Segmentation mask data
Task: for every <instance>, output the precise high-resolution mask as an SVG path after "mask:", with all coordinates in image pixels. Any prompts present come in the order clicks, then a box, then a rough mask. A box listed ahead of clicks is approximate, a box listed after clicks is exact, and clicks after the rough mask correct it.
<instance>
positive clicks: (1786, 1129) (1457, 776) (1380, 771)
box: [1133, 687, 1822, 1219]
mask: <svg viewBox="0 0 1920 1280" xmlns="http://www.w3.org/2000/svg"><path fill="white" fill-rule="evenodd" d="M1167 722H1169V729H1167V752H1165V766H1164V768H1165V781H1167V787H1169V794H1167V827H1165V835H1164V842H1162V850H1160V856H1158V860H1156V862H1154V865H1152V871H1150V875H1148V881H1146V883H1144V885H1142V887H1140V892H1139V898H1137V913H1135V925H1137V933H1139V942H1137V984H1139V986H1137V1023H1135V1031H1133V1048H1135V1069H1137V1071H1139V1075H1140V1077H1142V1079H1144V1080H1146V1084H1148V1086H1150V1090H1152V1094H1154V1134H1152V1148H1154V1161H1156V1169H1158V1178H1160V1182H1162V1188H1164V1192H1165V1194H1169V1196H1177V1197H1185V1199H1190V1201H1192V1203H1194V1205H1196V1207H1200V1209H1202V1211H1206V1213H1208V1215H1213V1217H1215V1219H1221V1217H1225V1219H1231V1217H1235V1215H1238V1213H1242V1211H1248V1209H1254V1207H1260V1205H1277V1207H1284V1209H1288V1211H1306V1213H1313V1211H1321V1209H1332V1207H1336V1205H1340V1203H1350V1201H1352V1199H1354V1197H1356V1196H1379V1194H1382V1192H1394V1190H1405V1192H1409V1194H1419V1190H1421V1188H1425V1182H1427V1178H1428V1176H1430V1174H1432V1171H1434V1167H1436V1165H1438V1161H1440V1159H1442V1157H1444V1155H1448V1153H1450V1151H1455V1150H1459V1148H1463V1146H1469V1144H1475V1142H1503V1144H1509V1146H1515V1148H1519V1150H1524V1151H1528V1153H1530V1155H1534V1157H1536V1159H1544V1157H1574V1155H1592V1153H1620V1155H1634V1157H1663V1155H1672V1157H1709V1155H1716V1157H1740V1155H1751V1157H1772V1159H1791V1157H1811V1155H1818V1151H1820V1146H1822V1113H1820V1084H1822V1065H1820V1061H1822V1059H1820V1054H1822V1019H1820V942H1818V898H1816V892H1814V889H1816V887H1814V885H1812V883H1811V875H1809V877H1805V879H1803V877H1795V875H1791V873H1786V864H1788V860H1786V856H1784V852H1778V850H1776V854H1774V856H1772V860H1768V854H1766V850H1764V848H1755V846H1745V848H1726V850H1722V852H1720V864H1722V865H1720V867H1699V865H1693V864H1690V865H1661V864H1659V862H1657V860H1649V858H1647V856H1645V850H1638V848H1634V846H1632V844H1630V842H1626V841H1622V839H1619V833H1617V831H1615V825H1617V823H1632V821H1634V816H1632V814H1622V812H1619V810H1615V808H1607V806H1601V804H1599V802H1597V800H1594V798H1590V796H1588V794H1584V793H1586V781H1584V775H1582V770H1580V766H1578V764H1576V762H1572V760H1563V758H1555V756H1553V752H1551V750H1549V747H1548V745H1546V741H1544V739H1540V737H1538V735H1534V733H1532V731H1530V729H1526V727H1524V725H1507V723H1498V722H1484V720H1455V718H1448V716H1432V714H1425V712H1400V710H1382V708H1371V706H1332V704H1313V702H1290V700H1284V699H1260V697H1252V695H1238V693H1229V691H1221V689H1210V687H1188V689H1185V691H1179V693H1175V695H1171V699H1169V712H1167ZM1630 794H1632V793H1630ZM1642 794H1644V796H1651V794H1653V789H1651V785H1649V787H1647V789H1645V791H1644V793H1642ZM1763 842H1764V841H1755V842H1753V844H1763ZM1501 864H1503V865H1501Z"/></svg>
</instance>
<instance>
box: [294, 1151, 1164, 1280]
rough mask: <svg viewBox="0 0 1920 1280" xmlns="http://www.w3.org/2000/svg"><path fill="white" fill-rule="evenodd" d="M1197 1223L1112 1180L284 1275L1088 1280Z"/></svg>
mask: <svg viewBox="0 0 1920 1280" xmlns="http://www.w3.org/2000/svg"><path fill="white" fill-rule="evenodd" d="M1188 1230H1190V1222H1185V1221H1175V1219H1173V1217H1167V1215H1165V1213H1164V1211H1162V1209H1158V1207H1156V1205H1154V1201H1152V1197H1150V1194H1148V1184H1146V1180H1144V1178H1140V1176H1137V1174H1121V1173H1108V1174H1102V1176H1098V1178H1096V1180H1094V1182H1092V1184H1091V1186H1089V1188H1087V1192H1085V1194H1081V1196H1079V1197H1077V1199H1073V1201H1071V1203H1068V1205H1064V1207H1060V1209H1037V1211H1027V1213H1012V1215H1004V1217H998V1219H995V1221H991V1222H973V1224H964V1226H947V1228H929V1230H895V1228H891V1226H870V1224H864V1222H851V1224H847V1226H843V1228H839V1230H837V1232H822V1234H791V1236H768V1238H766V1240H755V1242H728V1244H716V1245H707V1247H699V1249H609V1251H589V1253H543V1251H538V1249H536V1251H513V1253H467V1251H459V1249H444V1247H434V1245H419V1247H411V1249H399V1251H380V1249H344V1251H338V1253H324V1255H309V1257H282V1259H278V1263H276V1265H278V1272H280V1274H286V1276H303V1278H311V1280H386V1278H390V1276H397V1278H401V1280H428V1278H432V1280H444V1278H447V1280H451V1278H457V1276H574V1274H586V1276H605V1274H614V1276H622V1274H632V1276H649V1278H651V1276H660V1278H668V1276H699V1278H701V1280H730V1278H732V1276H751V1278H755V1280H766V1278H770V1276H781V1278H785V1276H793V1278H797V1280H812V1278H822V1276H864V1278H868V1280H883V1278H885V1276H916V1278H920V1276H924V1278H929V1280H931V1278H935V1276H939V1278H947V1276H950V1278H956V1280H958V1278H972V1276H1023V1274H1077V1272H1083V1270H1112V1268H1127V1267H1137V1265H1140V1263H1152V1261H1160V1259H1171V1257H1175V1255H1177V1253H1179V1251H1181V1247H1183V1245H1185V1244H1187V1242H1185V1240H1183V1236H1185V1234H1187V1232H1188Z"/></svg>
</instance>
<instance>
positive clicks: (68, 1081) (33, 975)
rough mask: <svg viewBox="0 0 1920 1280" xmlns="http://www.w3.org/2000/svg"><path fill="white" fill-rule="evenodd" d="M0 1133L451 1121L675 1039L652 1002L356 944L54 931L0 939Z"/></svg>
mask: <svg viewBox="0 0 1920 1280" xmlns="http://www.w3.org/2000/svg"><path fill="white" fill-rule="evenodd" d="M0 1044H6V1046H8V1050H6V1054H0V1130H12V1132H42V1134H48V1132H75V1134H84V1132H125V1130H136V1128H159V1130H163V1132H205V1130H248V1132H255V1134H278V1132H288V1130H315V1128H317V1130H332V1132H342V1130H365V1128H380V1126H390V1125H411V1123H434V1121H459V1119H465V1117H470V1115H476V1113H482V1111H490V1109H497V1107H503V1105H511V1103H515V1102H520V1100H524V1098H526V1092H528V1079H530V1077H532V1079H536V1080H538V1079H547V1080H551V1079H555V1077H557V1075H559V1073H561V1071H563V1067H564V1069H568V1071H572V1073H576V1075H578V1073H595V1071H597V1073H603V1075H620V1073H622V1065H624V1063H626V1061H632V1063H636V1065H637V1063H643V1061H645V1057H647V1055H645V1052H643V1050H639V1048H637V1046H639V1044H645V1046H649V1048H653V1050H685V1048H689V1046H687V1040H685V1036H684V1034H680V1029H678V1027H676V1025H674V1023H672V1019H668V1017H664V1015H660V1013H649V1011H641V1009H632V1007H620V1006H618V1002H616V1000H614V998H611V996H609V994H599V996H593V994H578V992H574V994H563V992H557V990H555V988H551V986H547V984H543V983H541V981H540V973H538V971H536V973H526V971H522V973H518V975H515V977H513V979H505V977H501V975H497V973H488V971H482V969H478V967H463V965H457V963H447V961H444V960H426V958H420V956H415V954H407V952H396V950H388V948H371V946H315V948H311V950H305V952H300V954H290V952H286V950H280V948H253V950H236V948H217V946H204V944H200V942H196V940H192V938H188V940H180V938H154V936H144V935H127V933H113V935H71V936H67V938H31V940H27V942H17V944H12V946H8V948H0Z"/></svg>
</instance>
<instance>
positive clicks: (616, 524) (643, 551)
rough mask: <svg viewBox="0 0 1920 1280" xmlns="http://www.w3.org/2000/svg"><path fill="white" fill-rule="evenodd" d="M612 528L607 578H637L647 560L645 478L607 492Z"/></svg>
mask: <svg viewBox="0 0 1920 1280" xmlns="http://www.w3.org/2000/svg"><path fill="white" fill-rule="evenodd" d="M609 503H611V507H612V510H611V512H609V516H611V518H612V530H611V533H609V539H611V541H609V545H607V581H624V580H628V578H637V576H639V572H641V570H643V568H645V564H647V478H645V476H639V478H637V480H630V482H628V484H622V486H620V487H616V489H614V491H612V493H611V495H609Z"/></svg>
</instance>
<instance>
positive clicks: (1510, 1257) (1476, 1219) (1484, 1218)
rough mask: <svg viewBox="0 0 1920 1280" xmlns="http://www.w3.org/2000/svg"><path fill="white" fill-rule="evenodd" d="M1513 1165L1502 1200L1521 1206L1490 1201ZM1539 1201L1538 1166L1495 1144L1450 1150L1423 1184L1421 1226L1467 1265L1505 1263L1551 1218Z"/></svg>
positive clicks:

→ What is expected
Go through the entries and copy each line holding the string "clicks".

→ Solution below
Task: for every <instance>, output the precise high-resolution mask as an SVG path after "mask:", with all coordinates in image pixels. Any prompts present come in the order clicks, then a box, then a rough mask. A box listed ahead of clicks is approximate, a box listed after clicks is exact, and clicks after the rough mask correct it.
positive clicks: (1786, 1129) (1457, 776) (1380, 771)
positive clicks: (68, 1081) (33, 975)
positive clicks: (616, 524) (643, 551)
positive clicks: (1510, 1257) (1476, 1219) (1484, 1218)
positive clicks:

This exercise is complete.